Text shown:
START

A thread that came out recently talking about "selling spells" got me thinking about this post I made again because one of the ways we discussed in that thread of making money was that junior mages could approach you to buy spell knowledge from you the same way you approached your higher-ups earlier in the game. Later, you might even be able to open your own school and get paid for dozens of students at a time. This would allow the floodgates of wealth to open for you like any good business.

Then you'd have more money to devote to your economic responsibilities, some of which I theorized in this thread. But I've been chatting in other threads about this same thing, and here are a few of the updates ideas:

1) Pay for Private Property Damages ... If you destroy private property casting ultra-powerful terrain-deforming spells, then you may have to pay the owner of the land to repair whatever damage has occured. This could be backed up by the Skyrim legal system such that if you failed to comply then you could be tarnished in some way, or cut off from buying and selling in the city proper and without great hassle.

END

Annotation data with points

START

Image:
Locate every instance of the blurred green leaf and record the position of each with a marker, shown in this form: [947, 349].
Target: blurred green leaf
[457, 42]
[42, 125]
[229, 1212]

END

What to work on:
#1 Answer these questions about the post on selling spells, each on its own line:
(a) What could junior mages approach you to buy?
(b) What might you later be able to open and get paid for?
(c) Whom might you have to pay if you destroy private property with terrain-deforming spells?
#2 Scale the records by writing out every line again, requests included. Multiply each point coordinate in the answers by 0.6 and round to whole numbers, with halves rounded up.
The text and the records have nothing to do with each other.

Answers to the problems:
#1
(a) Spell knowledge.
(b) Your own school, with dozens of students at a time.
(c) The owner of the land, to repair the damage.

#2
Image:
Locate every instance of the blurred green leaf and record the position of each with a marker, shown in this form: [947, 349].
Target: blurred green leaf
[274, 25]
[25, 75]
[137, 727]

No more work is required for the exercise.